╭─ Extract provided
Now, we have turbo 4 cyl engines that are normally close to 270 horsepower (or more) with 8 speed automatics (all of the modern "more-speeds" automatics generally have a 4.50 low gear + torque converter multiplication + about a 3.3 final drive ratio).  These smaller engines rev quick and the 4.50 low gear ratios accentuate that fact.  They also have good and wide torque curves and make some really nice sounds (even at part-throttle acceleration).  The proliferation of such vehicles makes our older vehicles, even the now-30 year old "modern car" ones, "slow pokes" when we are driving them as we did when they were "newer cars".  The younger generations who've grown up with the smaller and faster cars don't seem to understand . . . kind of like some of us might have tended to do with older cars when we were growing up.  Some of the cars of the '50s can be tweaked for improved performance, but others generally can't without extensive modifications to powertrain items (even re-powering).

 

Plus, how many times have the extra space we've allowed in braking, between our car and the vehicle in front of us, as being "extra space" that a smaller car can zip into as we stop?

 

Many of our older vehicles were designed and built before government-required braking performance standards were in place (the later 1960s).  Not about fade performance per se, but brake pedal pressure after extended numbers of stops.  In earlier times, some vehicles stopped well as others were "more normal" in their standard configuration.  NOT to forget the role of modern tires (wider treads) put into that equation!
╰─
# Parts of the exercise:
(1) In the passage above on older cars and modern traffic, condense the paragraph beginning "Many of our older vehicles" into a short bulleted list that keeps its main facts.
(2) According to the passage on older cars and modern traffic, about how much horsepower do today's turbo 4-cylinder engines normally produce?
╭─ Dataset rows
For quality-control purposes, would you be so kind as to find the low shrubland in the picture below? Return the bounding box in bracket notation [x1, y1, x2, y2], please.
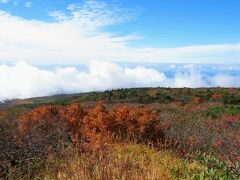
[0, 89, 240, 179]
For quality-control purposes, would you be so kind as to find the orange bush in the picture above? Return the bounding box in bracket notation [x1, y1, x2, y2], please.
[211, 93, 222, 100]
[19, 103, 163, 150]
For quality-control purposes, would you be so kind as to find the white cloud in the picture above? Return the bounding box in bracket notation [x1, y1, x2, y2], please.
[0, 0, 240, 64]
[0, 61, 240, 101]
[0, 0, 10, 4]
[25, 1, 33, 8]
[13, 1, 18, 7]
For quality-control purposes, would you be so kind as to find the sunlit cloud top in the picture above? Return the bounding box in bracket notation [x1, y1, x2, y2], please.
[0, 0, 240, 64]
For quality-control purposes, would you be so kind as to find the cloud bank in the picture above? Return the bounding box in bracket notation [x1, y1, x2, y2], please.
[0, 61, 240, 101]
[0, 0, 240, 64]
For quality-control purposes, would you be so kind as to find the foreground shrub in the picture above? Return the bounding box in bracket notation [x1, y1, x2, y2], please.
[19, 103, 164, 153]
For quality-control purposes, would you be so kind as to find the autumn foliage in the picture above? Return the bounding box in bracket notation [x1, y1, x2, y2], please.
[18, 103, 163, 151]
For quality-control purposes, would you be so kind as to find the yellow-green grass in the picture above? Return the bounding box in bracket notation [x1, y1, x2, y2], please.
[40, 144, 206, 180]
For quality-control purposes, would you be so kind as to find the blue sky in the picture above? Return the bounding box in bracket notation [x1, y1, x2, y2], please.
[0, 0, 240, 48]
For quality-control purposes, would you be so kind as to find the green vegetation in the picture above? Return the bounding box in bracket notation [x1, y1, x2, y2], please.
[0, 88, 240, 180]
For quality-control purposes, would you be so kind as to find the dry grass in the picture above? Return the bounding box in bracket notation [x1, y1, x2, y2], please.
[40, 144, 204, 180]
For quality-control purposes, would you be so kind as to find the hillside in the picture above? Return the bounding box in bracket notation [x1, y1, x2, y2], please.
[0, 88, 240, 179]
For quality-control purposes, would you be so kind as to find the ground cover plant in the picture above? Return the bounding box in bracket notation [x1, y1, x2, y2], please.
[0, 88, 240, 179]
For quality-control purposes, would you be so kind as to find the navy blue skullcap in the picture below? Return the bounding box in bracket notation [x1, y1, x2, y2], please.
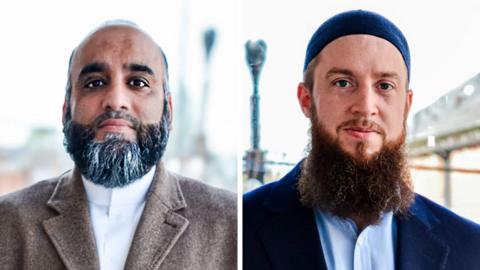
[303, 10, 410, 78]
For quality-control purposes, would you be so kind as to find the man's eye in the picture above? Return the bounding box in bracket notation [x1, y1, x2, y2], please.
[335, 80, 352, 88]
[85, 80, 105, 88]
[128, 79, 149, 88]
[378, 83, 393, 91]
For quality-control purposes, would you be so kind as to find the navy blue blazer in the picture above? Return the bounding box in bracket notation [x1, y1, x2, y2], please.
[243, 164, 480, 270]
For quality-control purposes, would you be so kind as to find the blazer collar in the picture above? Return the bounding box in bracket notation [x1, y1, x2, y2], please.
[260, 162, 449, 270]
[259, 162, 327, 270]
[42, 169, 99, 269]
[396, 195, 450, 270]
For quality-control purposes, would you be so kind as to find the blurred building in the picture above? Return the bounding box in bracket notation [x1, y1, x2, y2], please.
[408, 74, 480, 222]
[0, 128, 73, 195]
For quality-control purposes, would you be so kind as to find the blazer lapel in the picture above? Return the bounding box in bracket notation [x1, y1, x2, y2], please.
[396, 196, 450, 270]
[43, 169, 99, 270]
[259, 164, 327, 270]
[125, 163, 188, 269]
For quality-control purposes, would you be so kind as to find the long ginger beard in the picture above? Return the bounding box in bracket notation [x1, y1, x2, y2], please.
[298, 109, 415, 225]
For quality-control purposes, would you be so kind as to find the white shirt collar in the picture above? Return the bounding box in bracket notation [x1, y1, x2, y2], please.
[82, 166, 155, 207]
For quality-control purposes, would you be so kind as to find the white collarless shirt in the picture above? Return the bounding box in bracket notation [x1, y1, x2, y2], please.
[79, 166, 155, 270]
[314, 208, 397, 270]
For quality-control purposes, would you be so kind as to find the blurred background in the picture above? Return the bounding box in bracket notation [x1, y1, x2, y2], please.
[0, 0, 240, 194]
[241, 0, 480, 222]
[0, 0, 480, 222]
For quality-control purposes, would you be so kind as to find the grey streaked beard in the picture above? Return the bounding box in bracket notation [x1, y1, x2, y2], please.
[83, 134, 148, 188]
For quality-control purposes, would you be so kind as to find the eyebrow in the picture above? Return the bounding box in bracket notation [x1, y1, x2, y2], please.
[375, 72, 400, 80]
[325, 67, 353, 78]
[325, 67, 400, 80]
[125, 63, 155, 75]
[78, 62, 107, 78]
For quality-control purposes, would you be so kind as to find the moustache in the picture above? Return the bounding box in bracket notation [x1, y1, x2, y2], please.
[337, 118, 385, 136]
[91, 111, 141, 131]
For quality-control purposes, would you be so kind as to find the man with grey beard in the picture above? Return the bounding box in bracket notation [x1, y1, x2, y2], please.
[0, 21, 237, 270]
[243, 10, 480, 270]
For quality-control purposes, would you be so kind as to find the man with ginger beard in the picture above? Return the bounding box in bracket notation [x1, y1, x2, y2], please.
[243, 10, 480, 270]
[0, 21, 237, 270]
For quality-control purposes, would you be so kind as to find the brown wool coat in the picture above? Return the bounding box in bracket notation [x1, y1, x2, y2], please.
[0, 164, 237, 270]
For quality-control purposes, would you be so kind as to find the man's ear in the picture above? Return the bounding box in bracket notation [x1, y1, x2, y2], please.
[405, 89, 413, 117]
[62, 98, 68, 125]
[297, 82, 313, 118]
[167, 95, 173, 130]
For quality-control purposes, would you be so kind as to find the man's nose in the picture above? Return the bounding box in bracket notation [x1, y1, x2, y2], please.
[351, 84, 380, 117]
[102, 81, 131, 111]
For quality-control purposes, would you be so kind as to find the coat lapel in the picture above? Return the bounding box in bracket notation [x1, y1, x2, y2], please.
[125, 163, 188, 270]
[259, 164, 327, 270]
[43, 169, 99, 270]
[396, 196, 449, 270]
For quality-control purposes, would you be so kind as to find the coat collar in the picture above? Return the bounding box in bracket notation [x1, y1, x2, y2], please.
[43, 162, 188, 269]
[259, 163, 327, 270]
[125, 163, 189, 269]
[396, 195, 450, 270]
[260, 162, 449, 270]
[43, 169, 99, 269]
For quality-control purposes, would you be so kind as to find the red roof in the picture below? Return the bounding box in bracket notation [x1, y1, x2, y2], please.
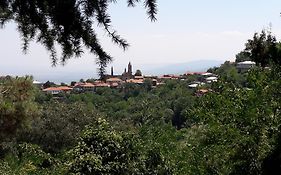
[43, 86, 72, 91]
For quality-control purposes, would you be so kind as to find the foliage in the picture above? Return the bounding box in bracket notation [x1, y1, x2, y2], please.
[65, 119, 135, 174]
[18, 101, 101, 153]
[245, 30, 281, 67]
[0, 0, 157, 75]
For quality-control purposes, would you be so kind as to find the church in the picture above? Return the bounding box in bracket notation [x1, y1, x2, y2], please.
[106, 62, 134, 81]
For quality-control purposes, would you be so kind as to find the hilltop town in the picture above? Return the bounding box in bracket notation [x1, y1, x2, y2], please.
[29, 61, 255, 96]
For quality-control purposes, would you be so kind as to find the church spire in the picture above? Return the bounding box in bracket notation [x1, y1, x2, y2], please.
[128, 62, 133, 75]
[111, 66, 114, 76]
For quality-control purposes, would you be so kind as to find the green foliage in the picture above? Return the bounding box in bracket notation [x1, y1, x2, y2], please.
[245, 30, 281, 67]
[0, 77, 37, 143]
[18, 101, 101, 153]
[65, 119, 135, 175]
[0, 0, 157, 75]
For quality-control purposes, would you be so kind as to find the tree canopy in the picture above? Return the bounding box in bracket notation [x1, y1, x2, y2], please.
[0, 0, 157, 74]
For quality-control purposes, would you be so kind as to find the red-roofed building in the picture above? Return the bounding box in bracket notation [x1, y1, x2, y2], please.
[43, 86, 72, 95]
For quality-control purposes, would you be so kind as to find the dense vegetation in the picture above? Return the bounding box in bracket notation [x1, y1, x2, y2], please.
[0, 31, 281, 175]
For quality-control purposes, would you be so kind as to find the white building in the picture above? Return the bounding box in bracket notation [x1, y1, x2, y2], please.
[236, 61, 256, 72]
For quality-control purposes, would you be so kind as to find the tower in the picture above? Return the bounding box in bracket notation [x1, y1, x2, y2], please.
[128, 62, 133, 76]
[111, 66, 114, 76]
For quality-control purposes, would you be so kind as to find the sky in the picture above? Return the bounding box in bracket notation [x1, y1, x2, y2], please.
[0, 0, 281, 82]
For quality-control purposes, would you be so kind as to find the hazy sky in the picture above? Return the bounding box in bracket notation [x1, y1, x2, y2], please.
[0, 0, 281, 81]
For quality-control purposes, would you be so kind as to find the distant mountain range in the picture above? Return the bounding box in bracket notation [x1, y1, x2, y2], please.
[28, 60, 224, 83]
[142, 60, 224, 75]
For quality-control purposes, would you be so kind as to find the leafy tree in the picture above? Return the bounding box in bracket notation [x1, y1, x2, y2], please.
[18, 101, 101, 153]
[0, 0, 157, 75]
[68, 119, 136, 175]
[245, 30, 280, 67]
[0, 77, 38, 146]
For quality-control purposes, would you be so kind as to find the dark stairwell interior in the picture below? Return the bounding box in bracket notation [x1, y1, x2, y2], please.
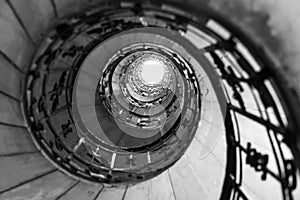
[0, 0, 300, 200]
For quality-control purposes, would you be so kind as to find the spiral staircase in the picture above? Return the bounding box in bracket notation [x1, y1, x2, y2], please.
[0, 0, 300, 200]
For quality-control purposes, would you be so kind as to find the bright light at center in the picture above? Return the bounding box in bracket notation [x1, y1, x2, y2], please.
[141, 60, 165, 84]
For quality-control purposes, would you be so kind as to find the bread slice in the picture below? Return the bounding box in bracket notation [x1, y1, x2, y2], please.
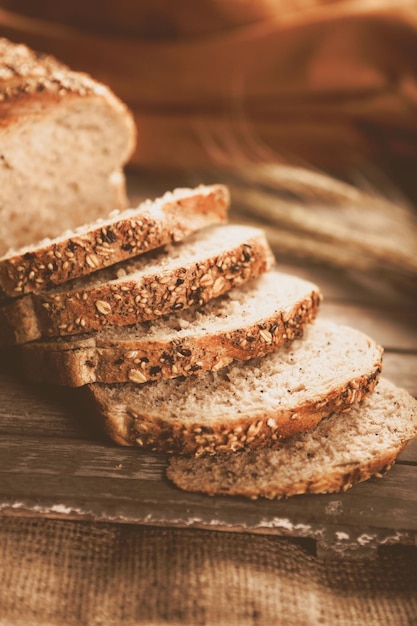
[19, 270, 321, 386]
[167, 378, 417, 499]
[0, 224, 274, 345]
[86, 320, 382, 455]
[0, 38, 136, 254]
[0, 185, 230, 298]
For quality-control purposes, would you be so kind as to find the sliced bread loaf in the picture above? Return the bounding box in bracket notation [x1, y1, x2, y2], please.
[167, 379, 417, 499]
[0, 225, 274, 345]
[86, 320, 382, 455]
[0, 38, 136, 254]
[19, 270, 321, 386]
[0, 185, 230, 298]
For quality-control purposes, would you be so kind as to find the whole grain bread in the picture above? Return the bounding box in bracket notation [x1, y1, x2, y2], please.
[167, 378, 417, 499]
[0, 224, 274, 345]
[0, 185, 230, 298]
[18, 269, 321, 386]
[0, 38, 136, 254]
[85, 320, 382, 455]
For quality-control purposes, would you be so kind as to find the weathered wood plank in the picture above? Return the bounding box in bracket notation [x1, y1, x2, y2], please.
[0, 437, 417, 540]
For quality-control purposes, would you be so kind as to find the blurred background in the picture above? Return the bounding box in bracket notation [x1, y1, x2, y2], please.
[0, 0, 417, 289]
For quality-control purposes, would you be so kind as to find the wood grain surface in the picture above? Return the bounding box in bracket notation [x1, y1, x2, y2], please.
[0, 245, 417, 558]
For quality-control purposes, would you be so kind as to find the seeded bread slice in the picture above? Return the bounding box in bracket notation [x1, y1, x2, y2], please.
[19, 270, 321, 386]
[0, 185, 230, 299]
[167, 378, 417, 499]
[86, 320, 382, 455]
[0, 224, 274, 345]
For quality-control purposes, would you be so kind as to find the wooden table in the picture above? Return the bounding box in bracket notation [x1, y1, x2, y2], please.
[0, 245, 417, 558]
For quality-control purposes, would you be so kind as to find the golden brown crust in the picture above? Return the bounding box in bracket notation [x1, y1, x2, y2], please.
[0, 234, 274, 345]
[20, 291, 321, 386]
[0, 184, 229, 298]
[0, 38, 128, 126]
[33, 230, 273, 337]
[92, 363, 382, 456]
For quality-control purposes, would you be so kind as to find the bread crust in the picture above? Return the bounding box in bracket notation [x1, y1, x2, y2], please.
[20, 289, 321, 387]
[0, 38, 136, 144]
[0, 183, 230, 299]
[88, 360, 382, 457]
[167, 378, 417, 499]
[0, 230, 274, 345]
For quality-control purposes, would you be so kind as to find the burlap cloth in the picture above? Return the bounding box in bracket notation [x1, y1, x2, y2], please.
[0, 518, 417, 626]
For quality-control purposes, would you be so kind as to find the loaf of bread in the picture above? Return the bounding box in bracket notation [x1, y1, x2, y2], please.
[0, 224, 274, 345]
[167, 378, 417, 499]
[18, 270, 321, 386]
[86, 320, 382, 455]
[0, 38, 136, 254]
[0, 185, 230, 298]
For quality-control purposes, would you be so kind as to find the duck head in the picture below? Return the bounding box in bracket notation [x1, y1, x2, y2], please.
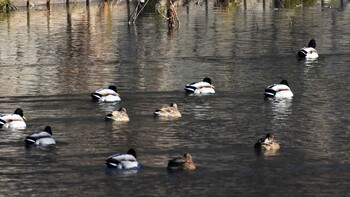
[44, 126, 52, 135]
[203, 77, 211, 84]
[280, 79, 289, 87]
[307, 39, 316, 49]
[126, 148, 136, 158]
[170, 103, 177, 109]
[14, 108, 27, 120]
[108, 85, 117, 92]
[118, 107, 126, 113]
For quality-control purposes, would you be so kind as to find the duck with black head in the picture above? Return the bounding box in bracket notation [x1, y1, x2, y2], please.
[24, 126, 56, 146]
[91, 85, 121, 102]
[254, 133, 280, 152]
[264, 79, 294, 99]
[185, 77, 215, 94]
[297, 39, 318, 60]
[106, 148, 141, 170]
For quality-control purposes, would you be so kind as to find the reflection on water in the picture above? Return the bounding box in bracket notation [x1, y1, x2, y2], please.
[0, 1, 350, 196]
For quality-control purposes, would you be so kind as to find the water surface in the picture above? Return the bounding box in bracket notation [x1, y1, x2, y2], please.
[0, 1, 350, 196]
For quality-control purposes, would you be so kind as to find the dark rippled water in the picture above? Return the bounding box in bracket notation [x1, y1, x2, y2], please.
[0, 1, 350, 196]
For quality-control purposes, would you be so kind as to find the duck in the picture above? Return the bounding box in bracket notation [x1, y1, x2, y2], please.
[167, 153, 196, 171]
[106, 148, 141, 170]
[91, 85, 121, 102]
[0, 108, 27, 129]
[153, 103, 181, 118]
[297, 39, 318, 59]
[185, 77, 215, 94]
[106, 107, 130, 122]
[24, 126, 56, 146]
[264, 79, 294, 98]
[254, 133, 280, 151]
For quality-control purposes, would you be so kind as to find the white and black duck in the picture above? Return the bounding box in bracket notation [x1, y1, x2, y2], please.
[91, 85, 121, 102]
[297, 39, 318, 60]
[106, 148, 140, 170]
[254, 133, 280, 151]
[185, 77, 215, 94]
[24, 126, 56, 146]
[0, 108, 27, 129]
[264, 79, 294, 98]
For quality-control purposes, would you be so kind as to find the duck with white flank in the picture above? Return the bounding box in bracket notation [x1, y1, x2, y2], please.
[106, 107, 130, 122]
[0, 108, 27, 129]
[264, 79, 294, 98]
[106, 148, 140, 170]
[24, 126, 56, 146]
[185, 77, 215, 94]
[91, 85, 121, 102]
[167, 153, 196, 171]
[297, 39, 318, 60]
[153, 103, 181, 118]
[254, 133, 280, 151]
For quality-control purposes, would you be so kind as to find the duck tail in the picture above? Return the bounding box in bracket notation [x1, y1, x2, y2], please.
[0, 119, 6, 128]
[24, 137, 36, 145]
[185, 86, 197, 93]
[91, 92, 102, 101]
[297, 49, 307, 58]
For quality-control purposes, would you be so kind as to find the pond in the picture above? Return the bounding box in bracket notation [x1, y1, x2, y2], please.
[0, 1, 350, 196]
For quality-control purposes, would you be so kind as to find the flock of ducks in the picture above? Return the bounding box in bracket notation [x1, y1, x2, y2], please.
[0, 39, 318, 171]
╰─
# The answers:
(1)
- Many older vehicles were designed and built before government braking performance standards arrived in the later 1960s.
- Those standards addressed brake pedal pressure after many stops rather than fade performance itself.
- Earlier, some vehicles stopped well, while others were "more normal" in standard form.
- Modern tires with wider treads also play a role.

(2) Close to 270 horsepower or more.